--- Start of Records shown ---

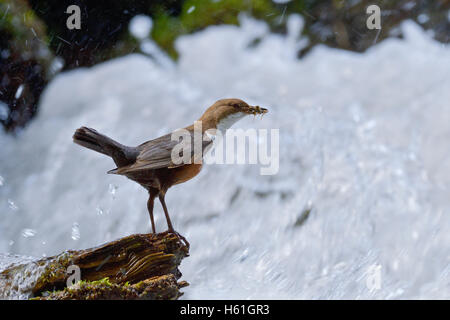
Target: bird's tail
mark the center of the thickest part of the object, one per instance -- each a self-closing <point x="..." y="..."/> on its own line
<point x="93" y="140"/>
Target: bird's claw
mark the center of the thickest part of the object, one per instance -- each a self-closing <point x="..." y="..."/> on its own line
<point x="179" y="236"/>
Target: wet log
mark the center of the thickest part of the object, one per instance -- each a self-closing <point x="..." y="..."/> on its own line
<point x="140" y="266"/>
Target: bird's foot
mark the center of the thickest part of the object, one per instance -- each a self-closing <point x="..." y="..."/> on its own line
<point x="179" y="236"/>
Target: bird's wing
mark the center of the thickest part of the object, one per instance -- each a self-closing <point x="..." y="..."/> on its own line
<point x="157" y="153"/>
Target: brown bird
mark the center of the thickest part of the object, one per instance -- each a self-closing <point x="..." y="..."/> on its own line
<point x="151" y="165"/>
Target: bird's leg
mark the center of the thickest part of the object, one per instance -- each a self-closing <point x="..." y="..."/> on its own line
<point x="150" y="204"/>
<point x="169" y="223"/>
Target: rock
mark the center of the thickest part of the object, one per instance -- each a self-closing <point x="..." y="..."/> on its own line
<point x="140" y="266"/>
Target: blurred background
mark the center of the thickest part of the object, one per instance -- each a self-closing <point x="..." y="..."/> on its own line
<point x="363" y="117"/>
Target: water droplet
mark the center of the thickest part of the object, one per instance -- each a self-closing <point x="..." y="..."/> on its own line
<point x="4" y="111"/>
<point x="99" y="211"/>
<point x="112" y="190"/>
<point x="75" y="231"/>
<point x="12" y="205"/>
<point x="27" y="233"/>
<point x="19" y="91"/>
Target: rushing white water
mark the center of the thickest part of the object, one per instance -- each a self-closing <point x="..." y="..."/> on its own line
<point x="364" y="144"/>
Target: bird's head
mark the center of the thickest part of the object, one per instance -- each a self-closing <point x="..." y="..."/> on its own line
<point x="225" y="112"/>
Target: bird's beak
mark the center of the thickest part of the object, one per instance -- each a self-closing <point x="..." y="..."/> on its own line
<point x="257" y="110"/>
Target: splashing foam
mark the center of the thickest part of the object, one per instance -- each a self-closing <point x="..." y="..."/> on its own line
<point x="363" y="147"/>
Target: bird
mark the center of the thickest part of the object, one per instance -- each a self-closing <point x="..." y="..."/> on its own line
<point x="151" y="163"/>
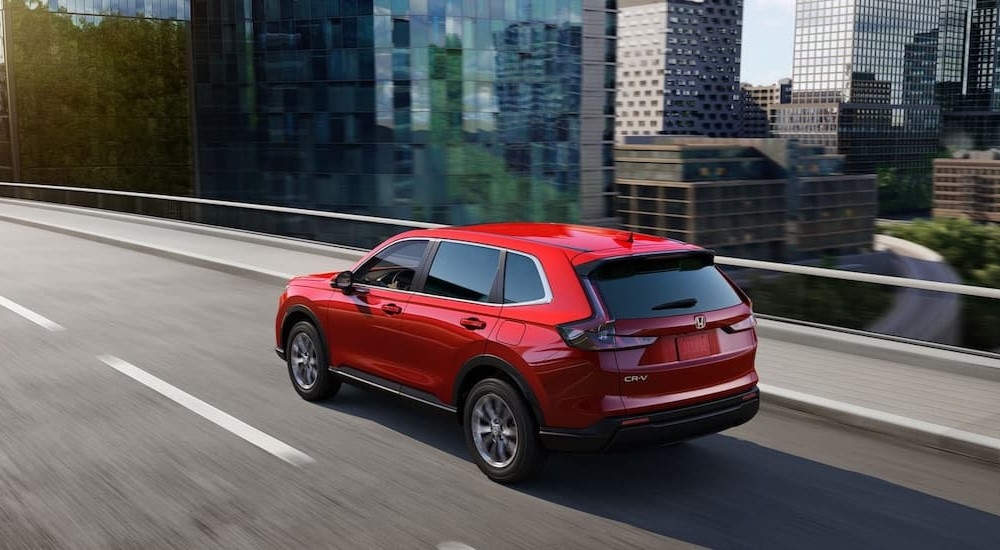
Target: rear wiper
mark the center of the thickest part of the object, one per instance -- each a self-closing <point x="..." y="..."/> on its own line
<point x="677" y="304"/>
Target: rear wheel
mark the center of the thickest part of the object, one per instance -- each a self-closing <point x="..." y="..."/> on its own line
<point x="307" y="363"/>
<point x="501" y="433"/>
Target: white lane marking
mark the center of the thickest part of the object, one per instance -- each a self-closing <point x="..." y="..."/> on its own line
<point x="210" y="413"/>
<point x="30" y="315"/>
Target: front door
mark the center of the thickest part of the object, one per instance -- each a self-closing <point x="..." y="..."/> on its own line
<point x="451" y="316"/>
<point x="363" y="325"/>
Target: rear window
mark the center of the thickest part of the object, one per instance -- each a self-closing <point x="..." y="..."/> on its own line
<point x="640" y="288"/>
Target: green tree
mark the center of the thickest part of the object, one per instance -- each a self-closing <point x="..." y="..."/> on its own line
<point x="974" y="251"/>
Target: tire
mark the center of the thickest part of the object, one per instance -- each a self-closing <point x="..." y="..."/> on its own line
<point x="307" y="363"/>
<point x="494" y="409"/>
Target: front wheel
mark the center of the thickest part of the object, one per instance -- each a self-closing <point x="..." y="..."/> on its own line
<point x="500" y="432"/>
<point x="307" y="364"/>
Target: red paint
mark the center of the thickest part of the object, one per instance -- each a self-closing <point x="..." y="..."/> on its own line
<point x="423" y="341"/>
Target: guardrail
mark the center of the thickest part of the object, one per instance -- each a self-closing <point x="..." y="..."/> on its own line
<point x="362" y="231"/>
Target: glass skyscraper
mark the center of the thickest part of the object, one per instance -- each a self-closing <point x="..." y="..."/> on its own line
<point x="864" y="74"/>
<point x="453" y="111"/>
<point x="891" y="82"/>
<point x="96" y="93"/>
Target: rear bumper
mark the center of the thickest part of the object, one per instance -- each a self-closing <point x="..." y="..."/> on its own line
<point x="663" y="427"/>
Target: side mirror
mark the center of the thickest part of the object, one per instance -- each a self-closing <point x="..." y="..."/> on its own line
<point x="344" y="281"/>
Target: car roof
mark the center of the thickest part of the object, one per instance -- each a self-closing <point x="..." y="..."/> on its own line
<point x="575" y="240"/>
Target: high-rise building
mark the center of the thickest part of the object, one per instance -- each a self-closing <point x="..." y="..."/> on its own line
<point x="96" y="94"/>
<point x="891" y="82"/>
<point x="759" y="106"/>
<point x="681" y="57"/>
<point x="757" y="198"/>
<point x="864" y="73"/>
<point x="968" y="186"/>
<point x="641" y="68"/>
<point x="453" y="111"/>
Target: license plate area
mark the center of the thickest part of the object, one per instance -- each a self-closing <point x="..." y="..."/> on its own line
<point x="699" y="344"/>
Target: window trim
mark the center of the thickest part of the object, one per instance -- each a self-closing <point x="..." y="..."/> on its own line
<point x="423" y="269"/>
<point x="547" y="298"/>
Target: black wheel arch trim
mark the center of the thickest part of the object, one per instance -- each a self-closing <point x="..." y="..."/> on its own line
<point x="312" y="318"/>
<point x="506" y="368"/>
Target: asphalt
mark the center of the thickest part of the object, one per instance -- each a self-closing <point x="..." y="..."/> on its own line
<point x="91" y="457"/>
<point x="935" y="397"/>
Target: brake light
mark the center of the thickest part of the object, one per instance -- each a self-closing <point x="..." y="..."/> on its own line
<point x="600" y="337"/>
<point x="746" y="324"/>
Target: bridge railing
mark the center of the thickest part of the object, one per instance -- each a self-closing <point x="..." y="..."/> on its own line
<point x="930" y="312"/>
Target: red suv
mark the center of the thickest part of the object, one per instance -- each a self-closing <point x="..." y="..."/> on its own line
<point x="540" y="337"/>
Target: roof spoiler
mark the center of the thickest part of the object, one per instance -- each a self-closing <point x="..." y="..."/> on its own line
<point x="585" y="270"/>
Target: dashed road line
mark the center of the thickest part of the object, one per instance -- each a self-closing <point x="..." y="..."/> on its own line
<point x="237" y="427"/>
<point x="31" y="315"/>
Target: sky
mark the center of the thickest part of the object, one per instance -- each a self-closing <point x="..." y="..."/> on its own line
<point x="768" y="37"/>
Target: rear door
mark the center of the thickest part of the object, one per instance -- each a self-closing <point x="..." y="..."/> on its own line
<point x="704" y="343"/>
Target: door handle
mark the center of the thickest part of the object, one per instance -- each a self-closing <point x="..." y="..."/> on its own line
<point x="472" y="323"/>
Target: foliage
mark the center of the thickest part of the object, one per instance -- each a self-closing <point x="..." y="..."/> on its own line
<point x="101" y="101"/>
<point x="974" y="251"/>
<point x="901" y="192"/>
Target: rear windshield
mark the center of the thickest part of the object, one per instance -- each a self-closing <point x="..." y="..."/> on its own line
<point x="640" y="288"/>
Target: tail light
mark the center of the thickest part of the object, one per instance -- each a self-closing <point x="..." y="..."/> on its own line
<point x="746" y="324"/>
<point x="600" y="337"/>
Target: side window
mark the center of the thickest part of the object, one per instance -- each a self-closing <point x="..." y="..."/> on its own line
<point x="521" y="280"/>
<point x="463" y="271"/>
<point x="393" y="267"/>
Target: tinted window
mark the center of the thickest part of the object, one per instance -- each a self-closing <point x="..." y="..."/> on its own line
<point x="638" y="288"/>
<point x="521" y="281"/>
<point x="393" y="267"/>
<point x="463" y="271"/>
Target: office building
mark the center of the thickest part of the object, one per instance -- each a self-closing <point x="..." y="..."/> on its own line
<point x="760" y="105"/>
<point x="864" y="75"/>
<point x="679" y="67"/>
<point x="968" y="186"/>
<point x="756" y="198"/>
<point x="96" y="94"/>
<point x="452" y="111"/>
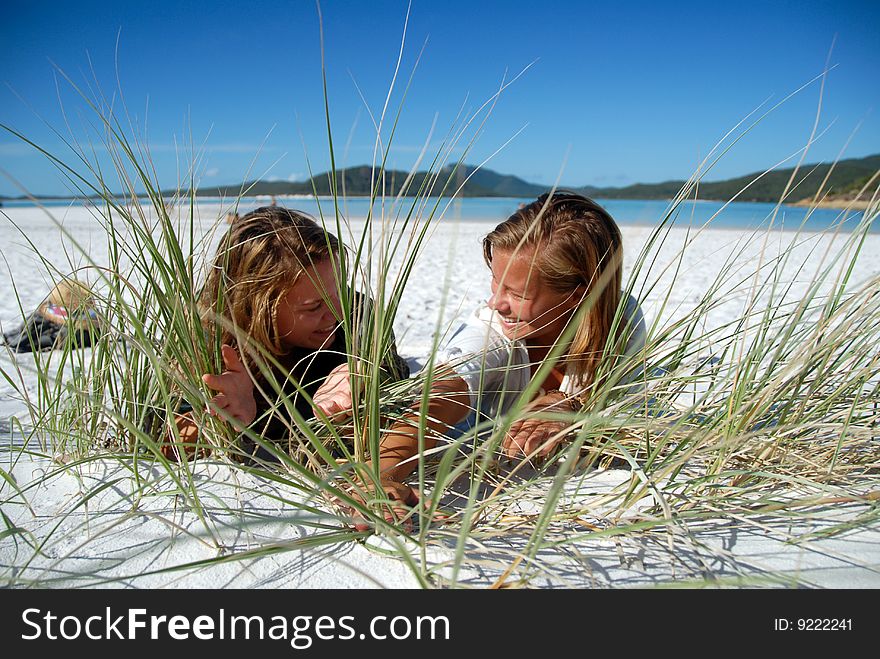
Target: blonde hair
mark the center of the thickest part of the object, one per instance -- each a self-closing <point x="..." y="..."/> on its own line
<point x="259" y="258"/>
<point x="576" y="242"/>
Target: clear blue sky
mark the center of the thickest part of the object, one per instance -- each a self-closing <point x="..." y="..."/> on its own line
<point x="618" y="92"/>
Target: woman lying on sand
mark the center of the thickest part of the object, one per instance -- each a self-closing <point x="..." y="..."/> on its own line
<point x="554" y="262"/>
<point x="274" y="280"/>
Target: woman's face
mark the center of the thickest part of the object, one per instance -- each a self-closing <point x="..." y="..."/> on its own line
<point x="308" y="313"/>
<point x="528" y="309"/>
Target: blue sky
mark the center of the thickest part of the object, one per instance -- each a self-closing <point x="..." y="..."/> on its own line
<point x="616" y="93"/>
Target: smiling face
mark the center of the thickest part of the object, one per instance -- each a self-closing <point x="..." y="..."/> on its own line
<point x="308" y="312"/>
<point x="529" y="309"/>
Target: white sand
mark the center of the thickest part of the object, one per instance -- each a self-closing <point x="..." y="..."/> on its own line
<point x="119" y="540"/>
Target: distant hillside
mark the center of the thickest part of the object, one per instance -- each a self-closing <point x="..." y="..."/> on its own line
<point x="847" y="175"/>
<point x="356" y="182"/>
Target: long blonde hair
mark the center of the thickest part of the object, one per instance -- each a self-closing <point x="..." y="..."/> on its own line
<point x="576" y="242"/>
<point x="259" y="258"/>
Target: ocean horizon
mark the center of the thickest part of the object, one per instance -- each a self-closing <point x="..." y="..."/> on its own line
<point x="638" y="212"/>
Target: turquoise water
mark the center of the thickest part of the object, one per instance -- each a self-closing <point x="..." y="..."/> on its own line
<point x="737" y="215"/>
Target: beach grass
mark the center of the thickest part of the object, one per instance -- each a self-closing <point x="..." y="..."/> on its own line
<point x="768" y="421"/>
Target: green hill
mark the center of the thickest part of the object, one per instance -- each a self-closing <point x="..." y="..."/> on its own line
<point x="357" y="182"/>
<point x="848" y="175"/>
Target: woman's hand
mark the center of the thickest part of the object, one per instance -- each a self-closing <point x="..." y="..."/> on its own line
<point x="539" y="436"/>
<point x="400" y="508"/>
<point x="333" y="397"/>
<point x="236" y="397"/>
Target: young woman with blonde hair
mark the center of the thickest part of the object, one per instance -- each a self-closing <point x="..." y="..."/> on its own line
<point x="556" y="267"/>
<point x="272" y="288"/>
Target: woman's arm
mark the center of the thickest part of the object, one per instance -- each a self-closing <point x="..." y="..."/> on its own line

--- End of Records shown ---

# [Task statement]
Retype the data from the line containing "Target: woman's hand" through the end of the data, including both ends.

# [Complete response]
Target: woman's hand
mark the center of the thickest part of the object, one per instance -- each a self-closing <point x="..." y="..."/> on its own line
<point x="539" y="436"/>
<point x="400" y="508"/>
<point x="333" y="397"/>
<point x="236" y="397"/>
Target: young woman with blonde hair
mark the center of the thickest part of the object, one per instance -- each a self-closing <point x="..." y="..."/> on its own line
<point x="556" y="267"/>
<point x="272" y="288"/>
Target: woman's arm
mark the center of the thickest part of the object, one per instance -- each a self-closing <point x="..." y="..."/> on its own line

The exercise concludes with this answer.